**Material to process**.
■ ■ ■ ■ ■

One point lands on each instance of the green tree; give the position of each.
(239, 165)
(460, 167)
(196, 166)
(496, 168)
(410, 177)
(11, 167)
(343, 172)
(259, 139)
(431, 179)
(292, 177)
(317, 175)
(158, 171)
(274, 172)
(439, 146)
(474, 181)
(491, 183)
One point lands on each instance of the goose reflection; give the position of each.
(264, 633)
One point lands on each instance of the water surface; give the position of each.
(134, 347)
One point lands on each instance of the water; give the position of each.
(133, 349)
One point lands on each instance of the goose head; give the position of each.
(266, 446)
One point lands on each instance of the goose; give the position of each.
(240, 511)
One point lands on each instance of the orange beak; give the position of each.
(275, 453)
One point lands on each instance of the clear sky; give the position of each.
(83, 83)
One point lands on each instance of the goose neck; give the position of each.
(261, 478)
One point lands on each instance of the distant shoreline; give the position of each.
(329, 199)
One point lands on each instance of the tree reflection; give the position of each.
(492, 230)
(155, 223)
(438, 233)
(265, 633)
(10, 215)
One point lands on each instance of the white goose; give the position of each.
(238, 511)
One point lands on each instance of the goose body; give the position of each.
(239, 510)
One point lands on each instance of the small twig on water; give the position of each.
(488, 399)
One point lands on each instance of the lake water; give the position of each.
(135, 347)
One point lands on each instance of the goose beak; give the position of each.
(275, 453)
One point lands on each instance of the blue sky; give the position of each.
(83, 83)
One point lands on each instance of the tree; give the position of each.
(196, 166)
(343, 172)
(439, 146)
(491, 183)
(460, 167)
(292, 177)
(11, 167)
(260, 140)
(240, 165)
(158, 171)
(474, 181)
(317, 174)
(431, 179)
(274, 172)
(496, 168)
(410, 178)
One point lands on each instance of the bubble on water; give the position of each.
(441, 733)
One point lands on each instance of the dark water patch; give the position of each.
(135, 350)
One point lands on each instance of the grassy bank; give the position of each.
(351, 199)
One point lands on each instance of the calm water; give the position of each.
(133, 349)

■ ■ ■ ■ ■

Print every entry from the material exactly.

One point lands on each instance of the green tree; give the position of each.
(239, 165)
(460, 167)
(196, 166)
(496, 168)
(410, 177)
(11, 167)
(343, 172)
(259, 139)
(431, 179)
(292, 177)
(317, 175)
(158, 171)
(274, 172)
(439, 146)
(474, 181)
(491, 183)
One point lands on each instance of the goose reflection; give the position of each.
(264, 633)
One point lands on each instance of the water surface; give the position of each.
(134, 347)
One point lands on each instance of the water; give the position of each.
(133, 349)
One point lands on each instance of the goose head; give the position of each.
(266, 446)
One point lands on each instance of the goose; give the position of each.
(240, 511)
One point lands on each instance of the orange beak; give the position of each.
(275, 453)
One point lands on each instance of the clear sky; give the position of each.
(83, 83)
One point lands on each instance of the goose neck; give the position of each.
(261, 478)
One point lands on each instance of the distant shoreline; give the position of each.
(329, 199)
One point lands on each instance of the tree reflection; give the position of each.
(492, 230)
(155, 223)
(438, 233)
(265, 633)
(10, 215)
One point lands on each instance of the white goose; give the position of each.
(238, 511)
One point lands on each instance of the goose body; give the position of each.
(239, 510)
One point lands on each instance of the small twig on water; give the position of each.
(488, 399)
One point lands on each instance of the lake water; give the position of each.
(135, 347)
One point lands on each instance of the goose beak; give the position of each.
(275, 453)
One point lands on each instance of the blue sky; give the position of each.
(83, 83)
One point lands on each instance of the tree; give the position of each.
(196, 166)
(343, 172)
(439, 146)
(491, 183)
(460, 167)
(292, 177)
(11, 167)
(260, 140)
(240, 165)
(158, 171)
(474, 181)
(317, 174)
(431, 179)
(274, 172)
(496, 168)
(410, 178)
One point lands on each instance of the bubble on water; give the position of each.
(441, 733)
One point lands on each instance of the dark water patch; give the position of each.
(135, 350)
One point lands on each instance of the grassy bank; give the position of each.
(351, 199)
One point lands on each instance of the calm water; give the position of each.
(133, 349)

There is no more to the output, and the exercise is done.